Estratto:
Pulp, vite e storie da bar di Sergio Andrei
L’esordio di un artista è l’accumulo di vita stratificatosi dalla sua venuta al mondo fino all’atto della pubblicazione. Che sia un romanzo, un film o un disco, il debutto artistico contiene in nuce già tutto; è come se l’artista vi avesse lavorato sempre, senza saperlo.
Così le opere prime, sebbene ancora acerbe e immature, sono spesso tra le più interessanti, specie quando realizzate in giovane età.
Pulp è il debutto musicale di Sergio Andrei, disco dalle tinte fosche che si muove tra banconi di bar luridi, amori sbagliati e ferite da rimarginare, in una Roma borgatara bistrattata e malconcia. Il giovane cantautore romano arriva alla pubblicazione dopo anni di incubazione e gavetta, di singoli e serate live.
10 brani – di cui sei inediti – per una mezz’ora abbondante di musica suonata in studio con gli arrangiamenti di Umberto Scaramozza e Jacopo Troiani.

Consegna 1:
Quali persone sono nominate nella recensione di Pulp?
Consegna 2:
Riporta senza alcuna modifica il passo della recensione di Pulp che comincia con "Pulp, vite e" e prosegue fino a "sempre, senza saperlo.".

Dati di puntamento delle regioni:

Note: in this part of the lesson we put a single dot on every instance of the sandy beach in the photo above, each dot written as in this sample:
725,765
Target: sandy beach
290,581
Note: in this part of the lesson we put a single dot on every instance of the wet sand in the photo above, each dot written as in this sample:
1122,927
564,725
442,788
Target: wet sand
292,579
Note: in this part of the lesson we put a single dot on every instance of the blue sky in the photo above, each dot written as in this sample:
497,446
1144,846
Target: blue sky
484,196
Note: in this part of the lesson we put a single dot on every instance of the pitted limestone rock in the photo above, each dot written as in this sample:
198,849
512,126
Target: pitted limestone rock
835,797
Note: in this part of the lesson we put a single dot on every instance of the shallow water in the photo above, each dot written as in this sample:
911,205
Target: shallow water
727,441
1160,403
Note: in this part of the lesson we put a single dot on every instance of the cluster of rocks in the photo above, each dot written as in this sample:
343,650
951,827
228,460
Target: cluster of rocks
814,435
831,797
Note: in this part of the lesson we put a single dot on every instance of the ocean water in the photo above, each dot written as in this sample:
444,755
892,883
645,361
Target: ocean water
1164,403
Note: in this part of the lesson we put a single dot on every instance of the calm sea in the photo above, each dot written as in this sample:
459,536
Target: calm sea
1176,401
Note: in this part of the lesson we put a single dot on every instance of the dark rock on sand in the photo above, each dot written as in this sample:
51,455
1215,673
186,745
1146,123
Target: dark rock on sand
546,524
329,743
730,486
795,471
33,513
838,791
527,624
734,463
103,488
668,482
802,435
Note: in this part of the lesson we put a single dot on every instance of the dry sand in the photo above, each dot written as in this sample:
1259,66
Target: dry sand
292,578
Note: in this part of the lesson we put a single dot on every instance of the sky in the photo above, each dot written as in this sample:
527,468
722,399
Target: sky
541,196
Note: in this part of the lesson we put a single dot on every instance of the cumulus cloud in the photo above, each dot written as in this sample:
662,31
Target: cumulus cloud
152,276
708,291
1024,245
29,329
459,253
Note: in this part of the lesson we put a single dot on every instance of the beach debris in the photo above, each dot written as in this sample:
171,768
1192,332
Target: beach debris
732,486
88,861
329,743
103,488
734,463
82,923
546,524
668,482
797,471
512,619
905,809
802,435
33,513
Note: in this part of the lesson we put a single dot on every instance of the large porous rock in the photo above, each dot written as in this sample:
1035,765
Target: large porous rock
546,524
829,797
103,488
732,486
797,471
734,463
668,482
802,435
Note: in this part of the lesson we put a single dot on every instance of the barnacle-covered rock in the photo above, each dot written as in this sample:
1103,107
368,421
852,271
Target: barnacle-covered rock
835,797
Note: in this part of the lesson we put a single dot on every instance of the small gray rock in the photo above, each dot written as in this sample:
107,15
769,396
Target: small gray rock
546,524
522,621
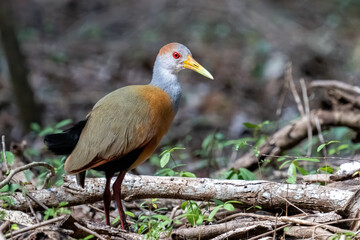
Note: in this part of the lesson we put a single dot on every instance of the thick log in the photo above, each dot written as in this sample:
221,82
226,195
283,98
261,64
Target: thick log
268,195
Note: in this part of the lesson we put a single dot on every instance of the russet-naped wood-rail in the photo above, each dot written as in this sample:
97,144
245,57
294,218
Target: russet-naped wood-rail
125,127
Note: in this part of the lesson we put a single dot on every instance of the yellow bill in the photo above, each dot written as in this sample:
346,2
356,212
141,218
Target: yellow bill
190,63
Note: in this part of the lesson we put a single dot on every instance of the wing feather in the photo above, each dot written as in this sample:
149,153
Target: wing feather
119,123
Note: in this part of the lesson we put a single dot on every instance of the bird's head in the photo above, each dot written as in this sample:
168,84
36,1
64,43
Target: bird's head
175,57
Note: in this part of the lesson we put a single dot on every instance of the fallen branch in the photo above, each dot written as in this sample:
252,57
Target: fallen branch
237,228
25,167
35,226
269,195
18,217
292,134
336,84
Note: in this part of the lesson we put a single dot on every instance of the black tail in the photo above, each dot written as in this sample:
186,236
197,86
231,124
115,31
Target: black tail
65,142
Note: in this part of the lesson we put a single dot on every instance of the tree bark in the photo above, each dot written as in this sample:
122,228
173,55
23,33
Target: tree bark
268,195
29,110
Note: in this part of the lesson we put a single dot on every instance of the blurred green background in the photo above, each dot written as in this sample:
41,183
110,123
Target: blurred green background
76,51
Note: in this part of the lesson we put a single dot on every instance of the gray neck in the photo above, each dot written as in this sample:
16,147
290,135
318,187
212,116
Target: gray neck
167,81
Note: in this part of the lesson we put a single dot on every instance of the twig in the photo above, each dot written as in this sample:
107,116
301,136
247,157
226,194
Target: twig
101,211
4,155
268,233
23,168
294,220
335,84
288,76
37,201
4,226
321,137
334,222
307,112
282,97
294,157
35,226
291,204
32,211
89,231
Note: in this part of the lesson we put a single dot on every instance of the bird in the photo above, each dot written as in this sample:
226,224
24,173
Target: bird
125,126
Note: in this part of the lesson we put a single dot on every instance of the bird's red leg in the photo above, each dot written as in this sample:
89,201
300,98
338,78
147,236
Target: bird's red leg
107,197
117,196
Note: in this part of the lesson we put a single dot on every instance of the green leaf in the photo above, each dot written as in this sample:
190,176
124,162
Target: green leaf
321,147
47,130
246,174
200,219
233,201
187,174
302,171
35,127
28,175
291,179
88,237
11,187
130,214
218,202
342,147
63,204
284,163
14,227
161,217
63,123
251,125
9,157
178,148
213,212
183,205
307,159
164,159
327,169
292,172
229,207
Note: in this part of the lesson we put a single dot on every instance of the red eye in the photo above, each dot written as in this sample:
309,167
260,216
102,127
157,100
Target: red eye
176,55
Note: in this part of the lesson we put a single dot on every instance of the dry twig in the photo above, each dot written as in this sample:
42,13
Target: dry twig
34,226
89,231
4,153
25,167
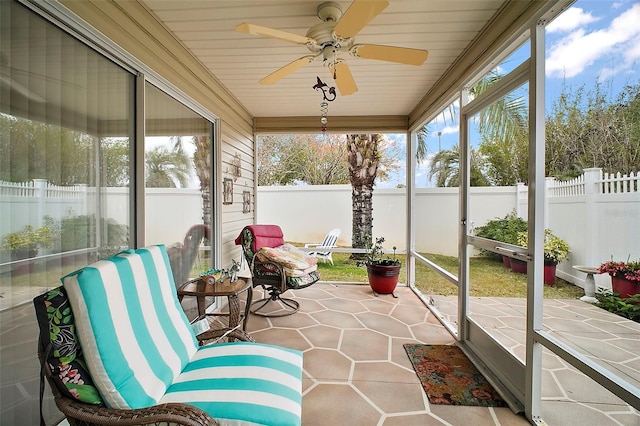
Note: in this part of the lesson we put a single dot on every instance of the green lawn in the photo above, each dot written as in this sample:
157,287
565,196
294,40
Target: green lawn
489,278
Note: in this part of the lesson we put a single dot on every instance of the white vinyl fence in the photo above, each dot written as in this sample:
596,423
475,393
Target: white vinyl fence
597,214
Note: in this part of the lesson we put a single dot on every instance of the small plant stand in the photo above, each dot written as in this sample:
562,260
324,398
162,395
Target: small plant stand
589,283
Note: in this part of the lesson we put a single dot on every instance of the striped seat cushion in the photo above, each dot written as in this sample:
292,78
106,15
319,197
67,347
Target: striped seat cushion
141,350
134,333
243,383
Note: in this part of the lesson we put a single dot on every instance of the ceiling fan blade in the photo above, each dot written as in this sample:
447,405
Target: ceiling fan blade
359,14
287,69
402,55
273,33
344,80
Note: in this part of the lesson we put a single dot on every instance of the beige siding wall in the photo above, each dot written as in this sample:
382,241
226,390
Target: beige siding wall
130,26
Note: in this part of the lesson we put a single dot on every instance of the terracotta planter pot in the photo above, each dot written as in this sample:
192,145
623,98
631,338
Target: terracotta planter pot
519,266
383,279
550,273
625,287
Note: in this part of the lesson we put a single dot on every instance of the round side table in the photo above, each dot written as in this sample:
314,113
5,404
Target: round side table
200,289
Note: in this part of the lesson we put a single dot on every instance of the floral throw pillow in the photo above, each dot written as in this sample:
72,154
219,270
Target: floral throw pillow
65,358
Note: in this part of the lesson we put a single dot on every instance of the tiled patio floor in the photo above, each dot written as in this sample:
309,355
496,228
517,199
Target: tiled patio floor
358,373
356,370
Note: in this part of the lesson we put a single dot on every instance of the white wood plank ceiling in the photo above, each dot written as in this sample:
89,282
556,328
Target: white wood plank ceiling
239,60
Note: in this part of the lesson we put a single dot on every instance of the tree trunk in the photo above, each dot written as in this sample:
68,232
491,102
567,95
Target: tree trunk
202,162
363,157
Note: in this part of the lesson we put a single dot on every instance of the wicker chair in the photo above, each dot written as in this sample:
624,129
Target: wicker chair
80,413
271,275
95,379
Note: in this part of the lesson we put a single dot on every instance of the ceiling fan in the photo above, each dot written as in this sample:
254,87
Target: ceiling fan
334,36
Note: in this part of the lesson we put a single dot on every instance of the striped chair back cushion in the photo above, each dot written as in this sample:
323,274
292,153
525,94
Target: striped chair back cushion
134,333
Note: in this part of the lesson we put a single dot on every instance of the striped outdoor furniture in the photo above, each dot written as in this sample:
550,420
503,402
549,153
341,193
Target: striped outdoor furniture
143,357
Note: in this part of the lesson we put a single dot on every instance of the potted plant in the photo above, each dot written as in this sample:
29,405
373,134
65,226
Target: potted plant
24,244
383,272
625,276
555,251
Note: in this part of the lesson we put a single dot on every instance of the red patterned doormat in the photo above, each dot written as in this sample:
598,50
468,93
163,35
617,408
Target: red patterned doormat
449,378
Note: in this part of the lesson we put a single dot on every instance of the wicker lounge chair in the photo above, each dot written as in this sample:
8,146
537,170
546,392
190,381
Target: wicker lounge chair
116,348
274,270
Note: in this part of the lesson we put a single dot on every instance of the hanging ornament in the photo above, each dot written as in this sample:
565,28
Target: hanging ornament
328,95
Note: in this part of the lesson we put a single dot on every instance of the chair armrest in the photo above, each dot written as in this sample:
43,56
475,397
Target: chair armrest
223,332
174,413
278,268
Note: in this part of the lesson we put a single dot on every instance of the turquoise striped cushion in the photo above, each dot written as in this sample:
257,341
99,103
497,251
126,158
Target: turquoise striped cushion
135,336
248,382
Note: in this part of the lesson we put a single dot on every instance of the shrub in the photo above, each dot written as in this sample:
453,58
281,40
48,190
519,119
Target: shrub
612,302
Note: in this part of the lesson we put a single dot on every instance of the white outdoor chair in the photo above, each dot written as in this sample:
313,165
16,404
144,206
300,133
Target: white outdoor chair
330,241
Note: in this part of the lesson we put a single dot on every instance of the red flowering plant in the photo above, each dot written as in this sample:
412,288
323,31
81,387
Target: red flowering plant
628,270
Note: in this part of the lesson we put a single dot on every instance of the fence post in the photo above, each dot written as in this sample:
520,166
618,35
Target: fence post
40,192
549,182
82,189
521,193
591,189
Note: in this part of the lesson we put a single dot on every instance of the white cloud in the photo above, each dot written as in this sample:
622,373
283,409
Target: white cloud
580,49
571,19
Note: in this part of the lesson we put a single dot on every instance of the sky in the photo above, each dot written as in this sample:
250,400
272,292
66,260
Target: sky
592,41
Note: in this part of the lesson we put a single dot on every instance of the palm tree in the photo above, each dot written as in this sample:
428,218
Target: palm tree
363,156
202,163
167,168
445,167
504,126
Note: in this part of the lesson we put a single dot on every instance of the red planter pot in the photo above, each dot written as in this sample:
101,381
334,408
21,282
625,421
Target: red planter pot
625,287
383,279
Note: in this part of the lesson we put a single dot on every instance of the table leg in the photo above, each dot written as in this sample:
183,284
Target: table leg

La tua risposta 1:
Sergio Andrei, Umberto Scaramozza, Jacopo Troiani

La tua risposta 2:
Pulp, vite e storie da bar di Sergio Andrei
L’esordio di un artista è l’accumulo di vita stratificatosi dalla sua venuta al mondo fino all’atto della pubblicazione. Che sia un romanzo, un film o un disco, il debutto artistico contiene in nuce già tutto; è come se l’artista vi avesse lavorato sempre, senza saperlo.